Text excerpt:
The confusion arises because people conflate these distinct systems. DEPA Training ensures AI models can do data collaboration. Privacy budgets will prevent individual contributions from being traced. DEPA Inference ensures PII based data can’t be accessed without consent because the cryptographic handshake fails without a valid consent artifact. AI Chain would ensure accountability can’t be avoided because every inference generates a log trace. Three different problems, three different techno-legal solutions, one underlying philosophy: architecture enforces what law requires.

Moreover, tools don’t meet the bar of techno-legal: that is precisely why one would want to craft techno-legal docs to accept technology substrates as keys ideas which are accepted and acknowledged as such to be mechanisable to meet certain key properties and invariants (in the real world). Tools are just instances of realising these mechanisable properties/invariants. For instance — can policy be put as attestable and executable code — why not? Policy is a set of unambiguous rules and so long as they are unambiguous and computable, they are automatable. If exceptions to the rule exist then they must also be documented.

Goal 1:
Decide whether each statement agrees with the DEPA passage above. Answer yes or no, and quote the words of the passage that decide it.
(a) DEPA Inference blocks access to PII-based data without consent because the cryptographic handshake fails without a valid consent artifact.
(b) Tools meet the bar of techno-legal.
(c) Exceptions to a rule do not need to be documented.
Goal 2:
Reproduce every line of the entry below, the one about tracing a beige stucco wall, without changing anything. Leave the picture out.

Given data:
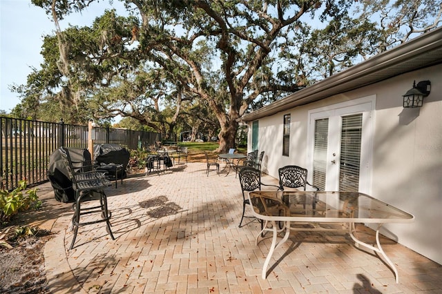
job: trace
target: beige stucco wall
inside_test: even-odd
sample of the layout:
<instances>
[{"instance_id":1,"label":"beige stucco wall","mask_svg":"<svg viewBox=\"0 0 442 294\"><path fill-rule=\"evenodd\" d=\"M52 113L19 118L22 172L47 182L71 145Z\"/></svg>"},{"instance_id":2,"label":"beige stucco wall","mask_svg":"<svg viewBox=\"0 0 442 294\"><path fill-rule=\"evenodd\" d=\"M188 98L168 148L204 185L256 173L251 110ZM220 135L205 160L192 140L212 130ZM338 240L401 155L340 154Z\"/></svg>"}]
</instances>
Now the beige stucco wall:
<instances>
[{"instance_id":1,"label":"beige stucco wall","mask_svg":"<svg viewBox=\"0 0 442 294\"><path fill-rule=\"evenodd\" d=\"M402 95L414 80L425 79L431 81L432 90L423 106L403 108ZM442 65L260 119L263 170L277 178L279 167L309 166L309 110L370 95L376 95L370 190L374 197L416 217L412 224L386 225L384 233L442 264ZM282 156L282 141L283 117L288 113L291 144L287 157Z\"/></svg>"}]
</instances>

Response 1:
(a) Yes: "DEPA Inference ensures PII based data can’t be accessed without consent because the cryptographic handshake fails without a valid consent artifact."
(b) No: "tools don’t meet the bar of techno-legal"
(c) No: "If exceptions to the rule exist then they must also be documented."

Response 2:
job: trace
target: beige stucco wall
inside_test: even-odd
sample of the layout:
<instances>
[{"instance_id":1,"label":"beige stucco wall","mask_svg":"<svg viewBox=\"0 0 442 294\"><path fill-rule=\"evenodd\" d=\"M52 113L19 118L22 172L47 182L71 145Z\"/></svg>"},{"instance_id":2,"label":"beige stucco wall","mask_svg":"<svg viewBox=\"0 0 442 294\"><path fill-rule=\"evenodd\" d=\"M188 98L168 148L204 185L256 173L251 110ZM220 135L205 160L192 140L212 130ZM338 240L401 155L340 154Z\"/></svg>"}]
</instances>
Now the beige stucco wall:
<instances>
[{"instance_id":1,"label":"beige stucco wall","mask_svg":"<svg viewBox=\"0 0 442 294\"><path fill-rule=\"evenodd\" d=\"M402 95L414 80L425 79L431 81L432 90L423 106L403 108ZM442 65L260 119L263 170L277 178L279 167L309 166L309 110L370 95L376 95L370 190L374 197L416 217L412 224L386 225L384 233L442 264ZM282 156L282 141L283 117L288 113L291 144L287 157Z\"/></svg>"}]
</instances>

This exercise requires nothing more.